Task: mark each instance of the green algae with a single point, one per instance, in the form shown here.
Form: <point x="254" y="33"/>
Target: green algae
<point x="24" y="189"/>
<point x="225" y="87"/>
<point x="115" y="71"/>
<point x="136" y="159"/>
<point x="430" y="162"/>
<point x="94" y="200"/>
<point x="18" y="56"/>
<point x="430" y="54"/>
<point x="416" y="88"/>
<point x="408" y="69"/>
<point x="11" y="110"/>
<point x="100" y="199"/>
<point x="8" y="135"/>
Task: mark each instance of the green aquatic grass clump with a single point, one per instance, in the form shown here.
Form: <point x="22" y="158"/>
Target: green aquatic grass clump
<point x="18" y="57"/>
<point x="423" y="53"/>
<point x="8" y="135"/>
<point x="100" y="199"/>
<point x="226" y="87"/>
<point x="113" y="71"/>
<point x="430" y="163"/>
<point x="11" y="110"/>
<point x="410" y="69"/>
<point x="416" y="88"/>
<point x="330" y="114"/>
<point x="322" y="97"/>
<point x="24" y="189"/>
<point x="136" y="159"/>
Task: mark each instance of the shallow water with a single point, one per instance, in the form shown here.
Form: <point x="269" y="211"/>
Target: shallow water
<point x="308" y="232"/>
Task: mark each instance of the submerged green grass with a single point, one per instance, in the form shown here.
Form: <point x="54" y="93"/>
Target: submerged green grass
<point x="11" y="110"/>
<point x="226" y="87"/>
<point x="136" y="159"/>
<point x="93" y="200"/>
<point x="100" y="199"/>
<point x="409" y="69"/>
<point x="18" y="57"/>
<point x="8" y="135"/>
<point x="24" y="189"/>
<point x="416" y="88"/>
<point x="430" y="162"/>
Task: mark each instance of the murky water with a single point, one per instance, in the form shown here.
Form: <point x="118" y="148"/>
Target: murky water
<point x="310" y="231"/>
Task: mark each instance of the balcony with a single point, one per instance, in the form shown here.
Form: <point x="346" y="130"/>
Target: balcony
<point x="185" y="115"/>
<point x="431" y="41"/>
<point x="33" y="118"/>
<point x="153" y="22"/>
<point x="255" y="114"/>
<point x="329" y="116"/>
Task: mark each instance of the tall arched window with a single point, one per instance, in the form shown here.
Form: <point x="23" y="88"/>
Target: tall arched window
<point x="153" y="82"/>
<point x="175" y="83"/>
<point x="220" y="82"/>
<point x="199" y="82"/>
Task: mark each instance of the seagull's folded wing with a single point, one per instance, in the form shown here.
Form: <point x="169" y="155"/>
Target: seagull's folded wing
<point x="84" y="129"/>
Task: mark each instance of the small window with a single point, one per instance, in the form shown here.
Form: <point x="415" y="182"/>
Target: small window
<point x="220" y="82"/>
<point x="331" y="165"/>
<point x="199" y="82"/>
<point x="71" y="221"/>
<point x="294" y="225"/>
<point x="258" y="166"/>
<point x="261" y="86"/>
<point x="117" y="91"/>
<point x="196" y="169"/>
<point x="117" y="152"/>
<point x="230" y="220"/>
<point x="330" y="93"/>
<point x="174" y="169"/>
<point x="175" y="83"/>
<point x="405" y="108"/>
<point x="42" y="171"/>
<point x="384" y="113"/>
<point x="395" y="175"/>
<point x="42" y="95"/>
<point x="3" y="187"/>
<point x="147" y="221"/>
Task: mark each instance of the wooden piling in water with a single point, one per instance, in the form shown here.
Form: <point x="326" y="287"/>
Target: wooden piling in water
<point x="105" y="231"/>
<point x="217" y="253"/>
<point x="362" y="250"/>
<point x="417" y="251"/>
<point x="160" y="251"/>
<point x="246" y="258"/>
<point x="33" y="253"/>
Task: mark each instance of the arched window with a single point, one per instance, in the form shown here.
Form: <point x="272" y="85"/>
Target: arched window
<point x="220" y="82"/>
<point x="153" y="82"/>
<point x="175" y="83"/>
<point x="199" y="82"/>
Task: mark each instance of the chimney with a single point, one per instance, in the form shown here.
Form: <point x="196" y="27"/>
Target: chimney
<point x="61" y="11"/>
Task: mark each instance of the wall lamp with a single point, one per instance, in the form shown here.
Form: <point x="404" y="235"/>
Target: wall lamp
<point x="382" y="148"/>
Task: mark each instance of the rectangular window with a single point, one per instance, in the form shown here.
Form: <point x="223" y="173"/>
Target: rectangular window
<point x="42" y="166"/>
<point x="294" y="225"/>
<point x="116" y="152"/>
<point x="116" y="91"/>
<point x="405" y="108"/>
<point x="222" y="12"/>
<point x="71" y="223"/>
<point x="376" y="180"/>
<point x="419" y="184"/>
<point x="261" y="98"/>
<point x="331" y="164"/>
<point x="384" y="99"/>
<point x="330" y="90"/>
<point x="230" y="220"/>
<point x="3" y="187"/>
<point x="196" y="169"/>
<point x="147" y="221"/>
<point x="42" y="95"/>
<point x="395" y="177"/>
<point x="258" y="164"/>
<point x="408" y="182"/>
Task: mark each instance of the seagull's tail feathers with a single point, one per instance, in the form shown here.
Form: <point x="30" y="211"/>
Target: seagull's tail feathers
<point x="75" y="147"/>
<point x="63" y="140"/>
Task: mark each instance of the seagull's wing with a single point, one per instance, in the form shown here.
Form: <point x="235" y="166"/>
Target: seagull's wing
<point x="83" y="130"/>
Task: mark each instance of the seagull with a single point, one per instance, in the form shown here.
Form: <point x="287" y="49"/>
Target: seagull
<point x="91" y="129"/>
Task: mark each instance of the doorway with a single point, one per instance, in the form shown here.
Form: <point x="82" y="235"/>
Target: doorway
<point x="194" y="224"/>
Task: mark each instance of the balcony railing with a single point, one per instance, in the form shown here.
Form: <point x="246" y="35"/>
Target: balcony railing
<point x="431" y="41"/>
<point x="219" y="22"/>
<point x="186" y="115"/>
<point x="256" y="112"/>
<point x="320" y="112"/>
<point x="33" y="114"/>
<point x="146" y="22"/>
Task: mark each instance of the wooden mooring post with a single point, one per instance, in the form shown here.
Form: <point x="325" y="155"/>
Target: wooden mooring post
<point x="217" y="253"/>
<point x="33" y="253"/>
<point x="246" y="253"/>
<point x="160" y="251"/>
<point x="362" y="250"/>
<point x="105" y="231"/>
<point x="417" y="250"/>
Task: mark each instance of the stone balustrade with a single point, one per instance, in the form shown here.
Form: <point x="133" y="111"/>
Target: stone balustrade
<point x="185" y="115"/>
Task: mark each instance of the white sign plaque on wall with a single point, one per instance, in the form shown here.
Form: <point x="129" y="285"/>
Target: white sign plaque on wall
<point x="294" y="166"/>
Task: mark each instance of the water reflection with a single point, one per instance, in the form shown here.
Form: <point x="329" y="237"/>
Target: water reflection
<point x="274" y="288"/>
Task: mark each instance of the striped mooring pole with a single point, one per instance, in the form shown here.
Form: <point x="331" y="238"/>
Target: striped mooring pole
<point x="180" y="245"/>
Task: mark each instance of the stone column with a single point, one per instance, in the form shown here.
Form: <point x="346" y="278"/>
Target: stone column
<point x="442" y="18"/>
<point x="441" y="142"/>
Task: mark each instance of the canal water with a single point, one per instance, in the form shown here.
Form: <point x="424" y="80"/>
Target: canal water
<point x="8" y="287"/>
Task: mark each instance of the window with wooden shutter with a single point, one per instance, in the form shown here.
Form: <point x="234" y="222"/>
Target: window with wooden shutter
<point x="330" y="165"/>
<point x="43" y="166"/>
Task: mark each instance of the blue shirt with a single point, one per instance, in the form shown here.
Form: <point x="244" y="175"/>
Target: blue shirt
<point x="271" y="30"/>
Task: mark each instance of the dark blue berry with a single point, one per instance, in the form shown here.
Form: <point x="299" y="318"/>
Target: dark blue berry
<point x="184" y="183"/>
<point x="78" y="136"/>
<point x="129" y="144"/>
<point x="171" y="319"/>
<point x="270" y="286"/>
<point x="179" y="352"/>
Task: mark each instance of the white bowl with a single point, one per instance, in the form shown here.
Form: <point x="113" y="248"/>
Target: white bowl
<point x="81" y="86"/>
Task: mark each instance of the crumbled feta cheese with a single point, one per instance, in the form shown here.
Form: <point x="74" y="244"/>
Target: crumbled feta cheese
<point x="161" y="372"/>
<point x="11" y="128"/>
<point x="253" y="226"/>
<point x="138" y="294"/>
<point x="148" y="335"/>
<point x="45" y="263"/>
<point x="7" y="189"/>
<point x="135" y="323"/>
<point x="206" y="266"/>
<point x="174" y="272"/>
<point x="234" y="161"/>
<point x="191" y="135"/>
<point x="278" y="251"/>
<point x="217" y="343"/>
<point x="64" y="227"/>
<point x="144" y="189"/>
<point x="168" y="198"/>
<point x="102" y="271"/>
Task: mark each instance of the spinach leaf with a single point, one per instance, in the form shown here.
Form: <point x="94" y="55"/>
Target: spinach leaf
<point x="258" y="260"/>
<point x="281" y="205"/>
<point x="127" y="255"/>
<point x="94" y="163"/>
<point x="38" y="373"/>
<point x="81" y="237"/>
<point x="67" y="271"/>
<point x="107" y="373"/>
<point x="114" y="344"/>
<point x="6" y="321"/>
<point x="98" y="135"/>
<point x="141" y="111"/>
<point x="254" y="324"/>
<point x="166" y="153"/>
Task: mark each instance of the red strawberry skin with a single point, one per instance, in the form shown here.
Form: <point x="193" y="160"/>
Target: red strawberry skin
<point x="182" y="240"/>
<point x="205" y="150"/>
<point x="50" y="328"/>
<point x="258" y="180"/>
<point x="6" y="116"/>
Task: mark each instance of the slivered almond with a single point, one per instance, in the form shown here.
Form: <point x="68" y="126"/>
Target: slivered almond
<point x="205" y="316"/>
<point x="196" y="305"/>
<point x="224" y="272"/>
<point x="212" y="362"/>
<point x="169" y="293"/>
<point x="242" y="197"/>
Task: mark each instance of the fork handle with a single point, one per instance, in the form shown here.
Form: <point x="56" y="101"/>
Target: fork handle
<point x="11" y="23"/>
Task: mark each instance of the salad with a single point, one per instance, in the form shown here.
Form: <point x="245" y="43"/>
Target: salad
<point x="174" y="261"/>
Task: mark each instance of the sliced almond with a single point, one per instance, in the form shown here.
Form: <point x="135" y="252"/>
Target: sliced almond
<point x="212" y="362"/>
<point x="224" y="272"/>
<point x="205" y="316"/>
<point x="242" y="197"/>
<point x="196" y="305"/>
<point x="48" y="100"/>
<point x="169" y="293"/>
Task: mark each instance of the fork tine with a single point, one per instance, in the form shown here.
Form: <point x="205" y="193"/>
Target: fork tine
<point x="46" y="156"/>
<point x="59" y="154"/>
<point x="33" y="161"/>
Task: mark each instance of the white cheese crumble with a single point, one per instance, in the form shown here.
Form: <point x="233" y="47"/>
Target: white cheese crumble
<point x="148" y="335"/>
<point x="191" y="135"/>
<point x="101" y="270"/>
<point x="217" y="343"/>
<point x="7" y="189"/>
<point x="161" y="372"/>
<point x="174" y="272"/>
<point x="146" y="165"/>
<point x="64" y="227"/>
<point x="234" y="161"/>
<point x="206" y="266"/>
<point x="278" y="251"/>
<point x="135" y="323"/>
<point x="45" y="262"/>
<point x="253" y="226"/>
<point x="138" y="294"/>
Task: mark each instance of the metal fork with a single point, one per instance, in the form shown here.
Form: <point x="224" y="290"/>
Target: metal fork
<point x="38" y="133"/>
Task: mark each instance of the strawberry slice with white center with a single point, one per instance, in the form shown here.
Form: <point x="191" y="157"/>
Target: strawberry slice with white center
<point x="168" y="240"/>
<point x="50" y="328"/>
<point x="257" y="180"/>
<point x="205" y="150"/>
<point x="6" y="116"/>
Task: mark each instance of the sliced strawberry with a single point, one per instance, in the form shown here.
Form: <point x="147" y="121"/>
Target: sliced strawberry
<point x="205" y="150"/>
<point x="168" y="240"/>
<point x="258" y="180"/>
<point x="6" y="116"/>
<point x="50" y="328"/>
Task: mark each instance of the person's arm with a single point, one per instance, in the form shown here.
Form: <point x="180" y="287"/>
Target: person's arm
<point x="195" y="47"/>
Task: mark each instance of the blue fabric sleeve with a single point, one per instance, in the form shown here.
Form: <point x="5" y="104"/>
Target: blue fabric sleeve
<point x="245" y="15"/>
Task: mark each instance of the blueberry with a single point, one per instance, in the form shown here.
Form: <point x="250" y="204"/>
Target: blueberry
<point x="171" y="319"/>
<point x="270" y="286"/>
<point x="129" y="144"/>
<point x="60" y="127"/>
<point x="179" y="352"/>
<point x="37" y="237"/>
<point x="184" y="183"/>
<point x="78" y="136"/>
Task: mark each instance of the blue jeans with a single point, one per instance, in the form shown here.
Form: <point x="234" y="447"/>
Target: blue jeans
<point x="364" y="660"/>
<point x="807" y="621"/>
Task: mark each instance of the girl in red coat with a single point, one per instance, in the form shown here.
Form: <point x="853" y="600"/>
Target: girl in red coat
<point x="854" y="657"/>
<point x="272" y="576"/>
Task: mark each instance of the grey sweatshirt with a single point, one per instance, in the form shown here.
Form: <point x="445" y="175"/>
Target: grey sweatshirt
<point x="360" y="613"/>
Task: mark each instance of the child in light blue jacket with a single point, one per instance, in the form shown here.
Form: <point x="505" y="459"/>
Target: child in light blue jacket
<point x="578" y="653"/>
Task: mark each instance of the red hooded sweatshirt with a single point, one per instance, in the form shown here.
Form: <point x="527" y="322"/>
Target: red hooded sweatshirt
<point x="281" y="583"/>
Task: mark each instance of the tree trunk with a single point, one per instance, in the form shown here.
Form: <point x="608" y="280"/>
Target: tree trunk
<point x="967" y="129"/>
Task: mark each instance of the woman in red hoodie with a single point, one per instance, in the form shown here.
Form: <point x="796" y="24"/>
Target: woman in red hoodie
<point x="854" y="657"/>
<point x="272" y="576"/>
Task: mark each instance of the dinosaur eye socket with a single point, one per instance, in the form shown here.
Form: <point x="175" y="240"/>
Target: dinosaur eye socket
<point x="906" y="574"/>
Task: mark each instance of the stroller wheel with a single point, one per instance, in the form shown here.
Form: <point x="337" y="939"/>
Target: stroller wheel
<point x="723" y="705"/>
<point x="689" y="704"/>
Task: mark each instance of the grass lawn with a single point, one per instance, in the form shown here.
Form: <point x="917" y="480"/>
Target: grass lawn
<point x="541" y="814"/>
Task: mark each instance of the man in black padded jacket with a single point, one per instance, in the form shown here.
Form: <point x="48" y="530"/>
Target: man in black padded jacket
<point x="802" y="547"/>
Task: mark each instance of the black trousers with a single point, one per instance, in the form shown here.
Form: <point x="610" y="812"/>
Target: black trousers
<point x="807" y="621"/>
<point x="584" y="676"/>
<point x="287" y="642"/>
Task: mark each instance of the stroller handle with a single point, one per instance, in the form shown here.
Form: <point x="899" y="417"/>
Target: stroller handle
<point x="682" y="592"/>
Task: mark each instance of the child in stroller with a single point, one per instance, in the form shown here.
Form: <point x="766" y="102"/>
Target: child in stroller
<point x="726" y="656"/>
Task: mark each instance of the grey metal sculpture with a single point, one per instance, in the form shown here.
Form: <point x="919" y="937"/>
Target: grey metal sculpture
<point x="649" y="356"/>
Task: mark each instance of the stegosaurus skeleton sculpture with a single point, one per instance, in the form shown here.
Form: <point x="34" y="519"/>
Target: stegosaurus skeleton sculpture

__Your instructions__: Everything from the line containing "Task: mark each instance of the man" through the final line of the listing, inclusive, must be reproduced exactly; leave out the rest.

__Correct response__:
Task: mark each instance of the man in black padded jacket with a single point, one per instance, in the form shown here.
Form: <point x="48" y="530"/>
Target: man in black padded jacket
<point x="802" y="547"/>
Task: mark each instance of the black trousers with a single point, one per instance, in the form shown here.
Form: <point x="610" y="812"/>
Target: black trousers
<point x="807" y="621"/>
<point x="584" y="676"/>
<point x="287" y="642"/>
Task: mark each instance of the stroller handle with a single point, one per instance, in the form shown here.
Form: <point x="899" y="417"/>
Target: stroller handle
<point x="682" y="592"/>
Task: mark each instance of the child in stroller with a single point, one per instance, in the form shown here.
Form: <point x="766" y="102"/>
Target: child in stroller
<point x="726" y="656"/>
Task: mark each instance of the grey metal sculpture with a single point, one per instance, in the form shown here.
Form: <point x="919" y="937"/>
Target: grey metal sculpture
<point x="649" y="356"/>
Task: mark each instance of the stegosaurus skeleton sculpture with a single point, one per instance, in the form shown here.
Form: <point x="34" y="519"/>
Target: stegosaurus skeleton sculpture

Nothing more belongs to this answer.